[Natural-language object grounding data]
══════════

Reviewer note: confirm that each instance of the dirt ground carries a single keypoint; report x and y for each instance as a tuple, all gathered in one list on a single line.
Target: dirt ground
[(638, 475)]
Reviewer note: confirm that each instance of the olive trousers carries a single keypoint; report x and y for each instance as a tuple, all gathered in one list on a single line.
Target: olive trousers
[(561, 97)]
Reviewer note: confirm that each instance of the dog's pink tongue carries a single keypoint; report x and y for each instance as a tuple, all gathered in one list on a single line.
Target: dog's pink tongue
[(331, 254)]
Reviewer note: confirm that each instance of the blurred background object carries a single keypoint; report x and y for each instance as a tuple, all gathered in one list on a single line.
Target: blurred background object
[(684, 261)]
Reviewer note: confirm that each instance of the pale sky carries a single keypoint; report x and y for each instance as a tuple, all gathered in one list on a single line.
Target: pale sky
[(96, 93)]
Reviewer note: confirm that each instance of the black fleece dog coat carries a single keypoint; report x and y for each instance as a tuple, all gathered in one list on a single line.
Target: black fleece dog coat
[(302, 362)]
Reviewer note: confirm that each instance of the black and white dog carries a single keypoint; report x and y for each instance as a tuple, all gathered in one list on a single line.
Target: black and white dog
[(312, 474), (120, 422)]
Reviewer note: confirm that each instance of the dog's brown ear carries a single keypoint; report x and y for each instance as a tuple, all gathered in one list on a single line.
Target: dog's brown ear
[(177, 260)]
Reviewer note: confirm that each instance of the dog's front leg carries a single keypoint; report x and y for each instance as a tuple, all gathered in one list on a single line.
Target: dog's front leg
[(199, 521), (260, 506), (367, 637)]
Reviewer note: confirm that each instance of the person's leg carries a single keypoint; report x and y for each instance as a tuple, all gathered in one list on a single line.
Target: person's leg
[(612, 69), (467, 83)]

══════════

*TASK BRIEF*:
Would you set down every entry again, exactly?

*OUTPUT OF THE EXERCISE*:
Reviewer note: confirm that each instance of the dirt ground carries a single keypoint; report x and y for each instance as a tuple, all gathered in one list on a single line.
Target: dirt ground
[(638, 475)]
Reviewer note: confirm that each instance of the olive trousers carries a single keypoint; report x and y for each instance as a tuple, all gathered in one list on a single line.
Target: olive trousers
[(561, 97)]
Reviewer note: confirm that each instance of the dog's pink tongue carries a single keypoint; report x and y for each instance as a tuple, all gathered in one list on a single line.
Target: dog's pink tongue
[(331, 254)]
Reviewer note: confirm that each instance of the blurred background object carries a single keypoint; report x and y for each instance as a tuple, all gathered in one list on a single line.
Target: blurred background object
[(684, 261)]
Reviewer note: confirm that each instance of the pale sky carries a single keypoint; report x and y for each instance as a tuple, all gathered in one list on a single line.
Target: pale sky
[(96, 93)]
Reviewer note: confirm that each instance of the black fleece dog coat carries a single keypoint; report x and y for each instance as a tuple, all gathered in one list on a single line.
Target: black fleece dog coat
[(302, 362)]
Reviewer note: confirm that each instance of the black and white dog carries a single keypoint; report x and y for each instance as a tuple, all gathered in one list on a single line.
Target: black and white dog
[(312, 474), (120, 422)]
Reviewer note: confirm that each instance of the dog's brown ear carries a single keypoint; report x and y for each instance as a tuple, all gathered in one list on a single line.
Target: dog's brown ear
[(177, 260)]
Reviewer note: confirm that each instance of the dog's front leg carries a single keypoint; report x and y for each instance as a tuple, all gathered in one list on a single line.
Target: dog's front leg
[(199, 521), (260, 506), (367, 637)]
Reviewer note: confirm that each instance of the person's leg carries a single keypoint; report x and y for each instance as a tuple, all gathered in one list on a single line.
Target: person's leg
[(612, 69), (467, 83)]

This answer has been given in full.